- PROBLEM TO SOLVE
Write out the entries, please, from the line containing "Where can the grass be" through their final line, exactly and with nothing else.

--- start EXERCISE INPUT ---

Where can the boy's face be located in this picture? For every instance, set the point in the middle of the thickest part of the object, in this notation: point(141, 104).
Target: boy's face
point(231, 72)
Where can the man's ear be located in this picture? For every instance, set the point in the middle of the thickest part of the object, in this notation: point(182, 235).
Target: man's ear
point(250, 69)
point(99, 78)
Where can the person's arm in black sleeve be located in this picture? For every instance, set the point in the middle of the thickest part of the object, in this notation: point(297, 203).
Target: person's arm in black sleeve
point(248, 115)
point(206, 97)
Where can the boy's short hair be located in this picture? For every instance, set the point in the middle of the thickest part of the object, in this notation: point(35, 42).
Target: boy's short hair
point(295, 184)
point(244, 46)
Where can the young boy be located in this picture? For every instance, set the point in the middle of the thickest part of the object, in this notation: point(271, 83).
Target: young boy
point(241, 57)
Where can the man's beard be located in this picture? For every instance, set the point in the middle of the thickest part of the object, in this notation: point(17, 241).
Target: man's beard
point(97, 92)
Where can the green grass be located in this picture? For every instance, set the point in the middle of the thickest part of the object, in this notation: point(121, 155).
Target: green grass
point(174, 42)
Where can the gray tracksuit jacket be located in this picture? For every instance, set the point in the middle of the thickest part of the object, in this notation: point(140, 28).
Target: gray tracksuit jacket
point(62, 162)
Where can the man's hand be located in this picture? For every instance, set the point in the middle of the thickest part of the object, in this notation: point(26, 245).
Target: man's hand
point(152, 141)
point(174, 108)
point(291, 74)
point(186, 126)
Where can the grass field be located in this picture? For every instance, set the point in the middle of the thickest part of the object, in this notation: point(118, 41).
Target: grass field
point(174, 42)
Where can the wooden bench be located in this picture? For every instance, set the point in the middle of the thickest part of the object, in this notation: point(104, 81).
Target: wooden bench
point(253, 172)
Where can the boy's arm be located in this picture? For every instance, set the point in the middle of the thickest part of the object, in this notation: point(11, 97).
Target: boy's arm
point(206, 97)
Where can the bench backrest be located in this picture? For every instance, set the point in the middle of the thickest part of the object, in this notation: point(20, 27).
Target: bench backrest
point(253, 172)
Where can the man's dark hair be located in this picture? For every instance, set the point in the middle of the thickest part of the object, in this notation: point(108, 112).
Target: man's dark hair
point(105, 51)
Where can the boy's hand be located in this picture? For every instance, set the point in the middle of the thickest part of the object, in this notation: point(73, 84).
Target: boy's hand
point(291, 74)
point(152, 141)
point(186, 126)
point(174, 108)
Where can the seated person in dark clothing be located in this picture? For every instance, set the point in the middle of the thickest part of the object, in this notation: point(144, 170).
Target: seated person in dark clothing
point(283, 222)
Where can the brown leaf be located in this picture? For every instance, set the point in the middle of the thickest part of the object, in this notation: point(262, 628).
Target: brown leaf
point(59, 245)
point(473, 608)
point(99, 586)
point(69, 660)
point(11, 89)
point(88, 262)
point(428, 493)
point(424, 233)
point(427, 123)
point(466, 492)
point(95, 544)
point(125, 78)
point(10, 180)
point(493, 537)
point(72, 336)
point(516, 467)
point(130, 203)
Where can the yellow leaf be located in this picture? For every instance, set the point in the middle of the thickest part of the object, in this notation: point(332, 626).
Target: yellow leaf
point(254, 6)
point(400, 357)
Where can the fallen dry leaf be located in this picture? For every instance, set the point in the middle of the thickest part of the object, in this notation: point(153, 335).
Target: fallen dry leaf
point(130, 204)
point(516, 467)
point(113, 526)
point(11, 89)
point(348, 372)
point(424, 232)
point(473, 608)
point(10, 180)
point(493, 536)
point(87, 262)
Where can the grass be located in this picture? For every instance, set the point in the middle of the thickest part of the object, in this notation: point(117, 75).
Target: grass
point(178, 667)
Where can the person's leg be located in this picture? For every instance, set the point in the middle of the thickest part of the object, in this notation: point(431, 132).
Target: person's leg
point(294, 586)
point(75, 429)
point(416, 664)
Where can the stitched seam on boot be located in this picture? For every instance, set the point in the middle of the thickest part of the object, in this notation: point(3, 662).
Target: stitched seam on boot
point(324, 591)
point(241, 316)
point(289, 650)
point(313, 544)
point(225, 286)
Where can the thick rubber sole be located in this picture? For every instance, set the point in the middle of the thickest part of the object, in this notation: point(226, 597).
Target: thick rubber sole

--- end EXERCISE INPUT ---

- SOLUTION TO THIS TASK
Where can the grass be located in this picture? For every instance, set the point in the middle of the thickest part of the object, in this notation: point(117, 75).
Target: grass
point(178, 667)
Where can the person's leg be located in this picture? For every instance, set the point in the middle of the thickest part of the object, in this notation: point(431, 132).
Target: person's leg
point(294, 586)
point(75, 429)
point(416, 664)
Where can the stitched seam on boot be located in this picture? For every instance, set the point in the middle of the thickest part of the object, in this notation: point(3, 662).
Target: stitched seam on boot
point(324, 591)
point(241, 316)
point(289, 650)
point(313, 544)
point(225, 286)
Where can the thick rubber sole be located in this picture? For every instance, set the point in the middle of the thickest part of the object, in this notation: point(226, 597).
Target: thick rubber sole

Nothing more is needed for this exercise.